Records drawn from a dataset
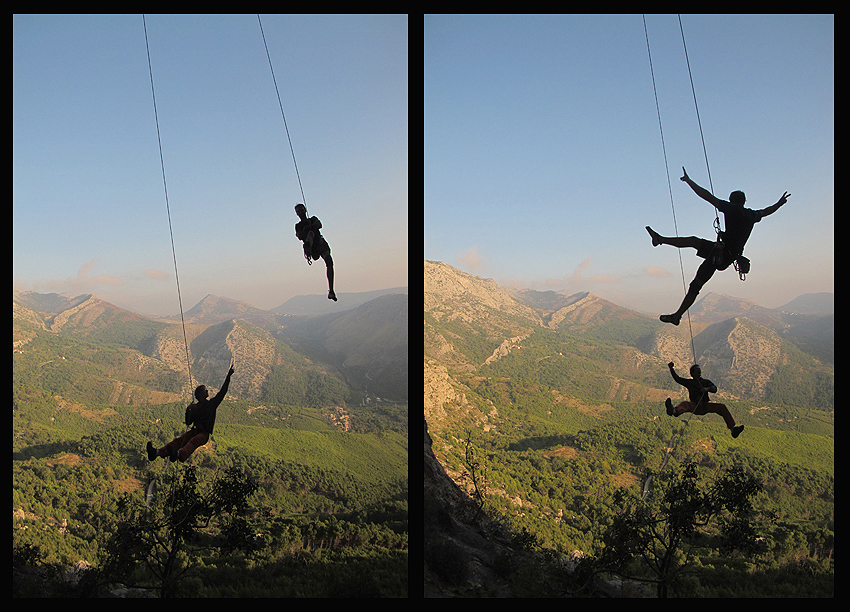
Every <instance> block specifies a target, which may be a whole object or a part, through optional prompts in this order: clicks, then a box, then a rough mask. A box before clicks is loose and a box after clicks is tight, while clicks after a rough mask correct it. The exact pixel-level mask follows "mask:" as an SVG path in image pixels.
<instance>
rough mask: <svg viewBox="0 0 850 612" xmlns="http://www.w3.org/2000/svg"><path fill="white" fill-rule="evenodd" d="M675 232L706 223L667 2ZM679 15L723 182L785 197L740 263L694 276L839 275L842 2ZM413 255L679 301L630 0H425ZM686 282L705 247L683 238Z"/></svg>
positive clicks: (757, 278) (826, 285) (683, 52)
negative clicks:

GOAL OF THE EXERCISE: Your answer must be an exact repeat of all the records, minus the pictures.

ANSWER BOX:
Every <instance> block specifies a target, which may be a whole object or a part, through optional prompts in this order: clicks, then a box, then a rough mask. A box before clicks is loose and a box after clicks is tight, while clicks after a rough mask correct it. The exact pixel-level mask follows "mask:" as an SVG path in image pixels.
<instance>
rough mask: <svg viewBox="0 0 850 612" xmlns="http://www.w3.org/2000/svg"><path fill="white" fill-rule="evenodd" d="M675 232L706 223L667 2ZM679 15L723 182L785 197L740 263L694 276L839 275L842 2ZM413 255L679 301L630 0H425ZM686 282L705 247L683 238Z"/></svg>
positive clicks: (757, 278) (826, 285) (683, 52)
negative clicks:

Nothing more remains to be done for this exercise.